===== DATA LISTING =====

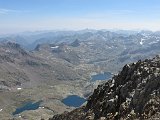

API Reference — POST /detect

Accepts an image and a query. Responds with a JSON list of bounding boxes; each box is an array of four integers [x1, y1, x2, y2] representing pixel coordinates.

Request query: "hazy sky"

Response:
[[0, 0, 160, 34]]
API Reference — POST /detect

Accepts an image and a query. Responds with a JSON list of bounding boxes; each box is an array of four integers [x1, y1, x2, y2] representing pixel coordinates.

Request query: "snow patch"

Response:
[[87, 42, 93, 45], [108, 98, 114, 102], [17, 88, 22, 90], [51, 46, 59, 49], [39, 106, 45, 109], [101, 36, 106, 40], [108, 46, 114, 49], [5, 50, 10, 53], [0, 109, 2, 112], [140, 38, 145, 45]]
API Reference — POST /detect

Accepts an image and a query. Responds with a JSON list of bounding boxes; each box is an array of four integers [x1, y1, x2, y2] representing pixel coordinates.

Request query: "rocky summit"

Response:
[[50, 56, 160, 120]]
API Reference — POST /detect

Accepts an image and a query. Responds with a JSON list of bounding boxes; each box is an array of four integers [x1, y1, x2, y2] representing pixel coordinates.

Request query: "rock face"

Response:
[[70, 39, 80, 47], [50, 56, 160, 120]]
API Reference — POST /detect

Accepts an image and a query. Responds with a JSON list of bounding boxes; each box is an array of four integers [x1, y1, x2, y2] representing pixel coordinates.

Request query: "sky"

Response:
[[0, 0, 160, 34]]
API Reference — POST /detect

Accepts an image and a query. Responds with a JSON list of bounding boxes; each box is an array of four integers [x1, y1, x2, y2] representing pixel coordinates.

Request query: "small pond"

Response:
[[91, 72, 112, 81], [62, 95, 86, 107], [12, 100, 42, 115]]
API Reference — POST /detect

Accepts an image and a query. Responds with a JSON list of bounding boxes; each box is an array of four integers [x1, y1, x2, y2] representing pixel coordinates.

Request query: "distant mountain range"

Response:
[[0, 30, 160, 119], [0, 29, 156, 50], [1, 30, 160, 88]]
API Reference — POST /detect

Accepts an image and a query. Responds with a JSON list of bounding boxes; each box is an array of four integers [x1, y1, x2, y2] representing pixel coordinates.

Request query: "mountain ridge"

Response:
[[50, 56, 160, 120]]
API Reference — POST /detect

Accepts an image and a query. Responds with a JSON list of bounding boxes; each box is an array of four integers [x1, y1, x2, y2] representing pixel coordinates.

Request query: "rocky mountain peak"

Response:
[[0, 42, 28, 61], [70, 39, 80, 47], [6, 42, 21, 49], [34, 44, 46, 52], [50, 56, 160, 120]]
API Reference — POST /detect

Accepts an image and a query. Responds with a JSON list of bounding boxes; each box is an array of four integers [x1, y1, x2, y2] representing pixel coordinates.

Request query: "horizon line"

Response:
[[0, 28, 160, 36]]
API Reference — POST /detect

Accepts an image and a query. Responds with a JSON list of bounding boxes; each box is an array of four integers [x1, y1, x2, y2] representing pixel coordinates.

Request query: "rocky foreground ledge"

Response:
[[49, 56, 160, 120]]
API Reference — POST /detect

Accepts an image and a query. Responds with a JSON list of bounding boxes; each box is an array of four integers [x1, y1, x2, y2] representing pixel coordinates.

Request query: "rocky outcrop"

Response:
[[50, 56, 160, 120], [6, 42, 28, 56], [70, 39, 80, 47]]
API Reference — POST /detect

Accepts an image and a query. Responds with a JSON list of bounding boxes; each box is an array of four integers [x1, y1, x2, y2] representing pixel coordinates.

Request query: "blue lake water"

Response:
[[62, 95, 86, 107], [91, 72, 112, 81], [12, 100, 42, 115]]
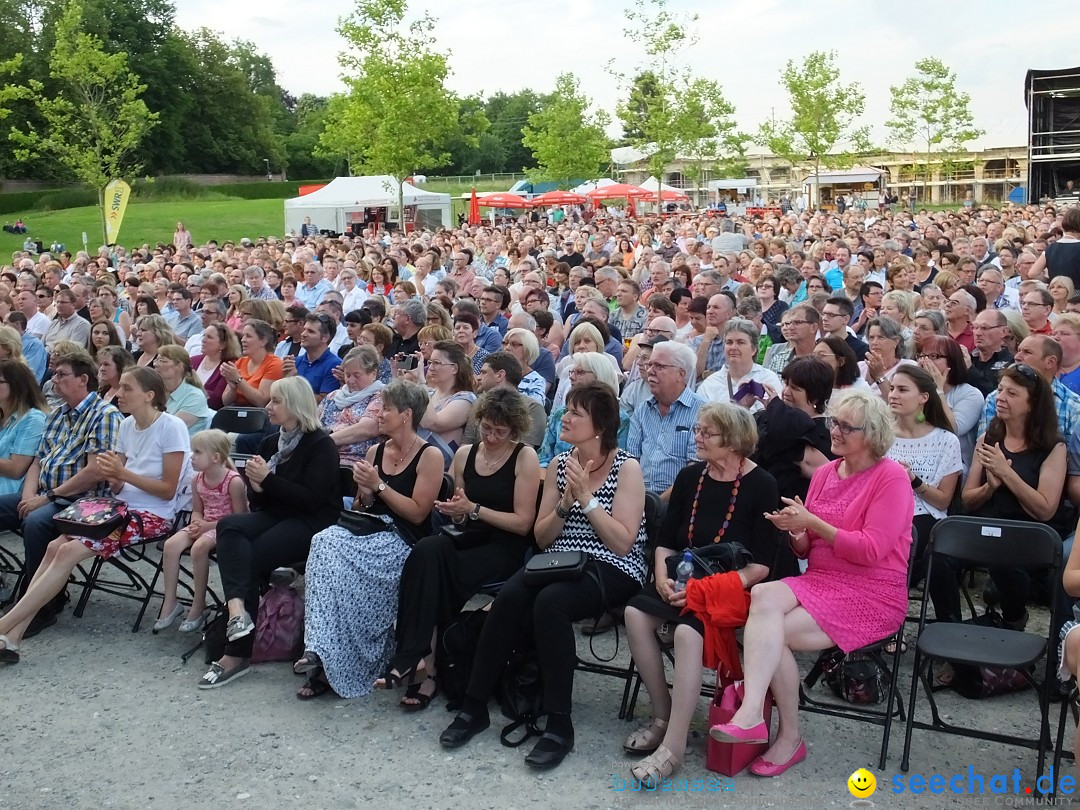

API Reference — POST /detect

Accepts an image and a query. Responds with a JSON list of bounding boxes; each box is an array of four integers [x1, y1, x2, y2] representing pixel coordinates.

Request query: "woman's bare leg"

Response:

=====

- _THE TASK_: The lines in the records above that include the word "mountain" must be copied out.

- _EXPECTED OUTPUT_:
Request query: "distant mountain range"
Request query: "mountain ridge"
Request query: "rocky mountain peak"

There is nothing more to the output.